THE TASK >>
Answer from the text below about an aging climber:
1. What is the physio's theory about the left shoulder?
2. What does the writer use on long approaches?
3. How does the writer make the big toe joint mostly tolerable?

[start TEXT EXCERPT]

And, finally, I wanted to say something about days when things go a little better than other days in the life of a geriatric climber. I’m in my fifties and sometimes it’s really discouraging to see all these youngsters in their 20s who are climbing hard and making it look easy, especially when I’m having a particularly off day. My list of creaky bits is getting long – I’ve talked about my recovering elbow more than often enough, but that’s just the first of a number of annoying failing  body parts that vie for my attention. There’s something wrong with my left shoulder (made worse in the fall) and which needs to be properly dealt with at some point. My physio’s theory is a torn rotator cuff, but to be honest, I’ve been leery about getting a scan and then learning I am going to need surgical intervention. Some things are better left unsaid. So, I tape up my shoulder and strap on my brace and take some Tylenol and get on with the day. Nights are for icing and, so far at least, even though I look like my arm is being held together by tape and velcro, it’s functioning well enough.

Long approaches are really hard on my arthritic hip, the one that was injured many moons ago when I fell off a bridge with my horse (long story, and nothing in there starts with the letter E, except maybe EEEEEk!). I use a ski pole and try not to be too hard on myself when I’m slow on uneven terrain, especially when carrying a pack. I really feel my age on days when the big toe joint on the opposite foot starts to act up. That’s pretty much seized up from arthritis and can be incredibly painful on long hikes. I’ve found that cranking my boots (when ice climbing), approach shoes (for hiking) and climbing shoes as tight as humanly possible basically immobilizes the joint, which makes things mostly tolerable. Various joints in my fingers and thumbs are starting to ache – in part because I’m climbing some stuff that requires hard pinching, crimping, and pulling, but in part because old injuries are coming back to haunt me with the onset of arthritis in all those joints, too… (this is the moment when, if you happen to have one, you send me your best suggestions for dealing with arthritis!)

[end TEXT EXCERPT]
[start LISTING]

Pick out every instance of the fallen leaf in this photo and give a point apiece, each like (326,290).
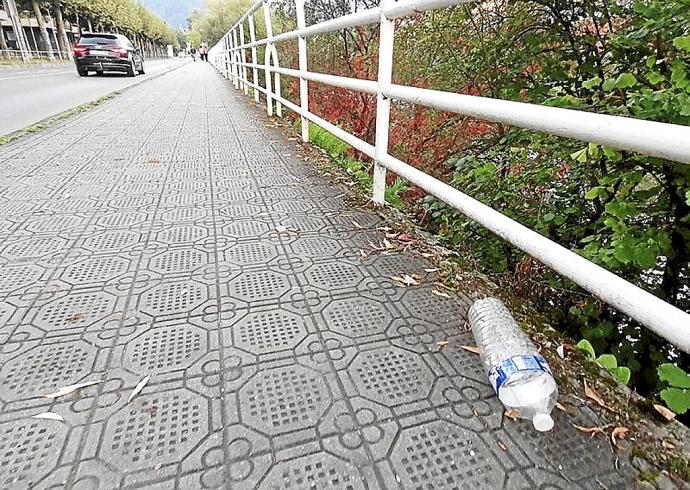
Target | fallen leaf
(49,416)
(511,414)
(137,389)
(66,390)
(593,395)
(406,280)
(665,412)
(591,430)
(560,351)
(619,432)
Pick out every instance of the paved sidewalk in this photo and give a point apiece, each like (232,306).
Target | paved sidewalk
(141,239)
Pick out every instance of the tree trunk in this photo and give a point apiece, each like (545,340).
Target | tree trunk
(63,41)
(43,29)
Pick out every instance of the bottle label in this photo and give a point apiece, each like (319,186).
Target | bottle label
(499,374)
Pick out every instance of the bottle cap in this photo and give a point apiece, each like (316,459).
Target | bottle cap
(542,422)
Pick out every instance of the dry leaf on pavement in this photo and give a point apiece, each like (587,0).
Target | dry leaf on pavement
(137,389)
(406,280)
(66,390)
(620,433)
(591,430)
(665,412)
(470,348)
(440,293)
(49,416)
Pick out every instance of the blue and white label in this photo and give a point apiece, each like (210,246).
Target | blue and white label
(500,374)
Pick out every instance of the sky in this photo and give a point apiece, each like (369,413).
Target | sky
(174,12)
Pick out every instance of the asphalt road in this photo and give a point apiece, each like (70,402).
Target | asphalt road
(31,95)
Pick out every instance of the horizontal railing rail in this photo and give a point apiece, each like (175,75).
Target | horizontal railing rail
(662,140)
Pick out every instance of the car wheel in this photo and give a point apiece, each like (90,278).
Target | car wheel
(131,72)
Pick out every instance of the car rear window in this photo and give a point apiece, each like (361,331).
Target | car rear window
(98,40)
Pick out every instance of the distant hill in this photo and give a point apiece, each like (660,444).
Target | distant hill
(174,12)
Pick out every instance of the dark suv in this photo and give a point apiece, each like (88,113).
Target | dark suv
(101,52)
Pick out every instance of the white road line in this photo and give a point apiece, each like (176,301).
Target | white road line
(41,75)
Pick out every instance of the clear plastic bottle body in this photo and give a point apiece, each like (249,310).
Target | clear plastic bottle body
(515,368)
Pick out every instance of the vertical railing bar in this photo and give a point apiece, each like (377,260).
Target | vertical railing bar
(267,59)
(244,60)
(276,84)
(255,72)
(383,104)
(303,68)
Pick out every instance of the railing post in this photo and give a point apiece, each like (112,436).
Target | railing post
(303,68)
(267,58)
(255,72)
(233,60)
(383,104)
(244,60)
(276,82)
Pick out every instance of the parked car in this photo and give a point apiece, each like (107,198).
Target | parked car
(101,52)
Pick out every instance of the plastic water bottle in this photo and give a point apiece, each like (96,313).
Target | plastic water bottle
(519,375)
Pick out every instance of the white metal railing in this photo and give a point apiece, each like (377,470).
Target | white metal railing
(661,140)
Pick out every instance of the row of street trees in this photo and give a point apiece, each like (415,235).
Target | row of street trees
(120,16)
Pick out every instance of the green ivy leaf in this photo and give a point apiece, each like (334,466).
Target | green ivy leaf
(609,84)
(608,361)
(626,80)
(622,373)
(676,399)
(591,83)
(682,43)
(580,156)
(586,346)
(674,375)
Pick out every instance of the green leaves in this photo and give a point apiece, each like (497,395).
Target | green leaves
(586,346)
(607,361)
(682,43)
(674,376)
(677,395)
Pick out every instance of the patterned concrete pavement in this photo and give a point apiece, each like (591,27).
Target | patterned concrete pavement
(141,238)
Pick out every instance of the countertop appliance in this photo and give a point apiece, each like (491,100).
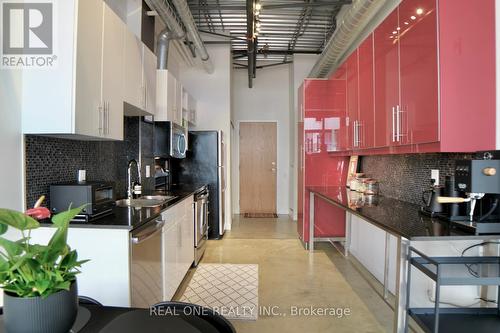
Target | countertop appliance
(170,140)
(431,206)
(146,274)
(478,185)
(99,197)
(204,164)
(201,199)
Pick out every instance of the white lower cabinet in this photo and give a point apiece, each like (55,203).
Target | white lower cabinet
(178,245)
(368,246)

[end LISTING]

RESULT BELOW >>
1. A torn rotator cuff.
2. A ski pole.
3. By cranking boots, approach shoes and climbing shoes as tight as possible, which basically immobilizes the joint.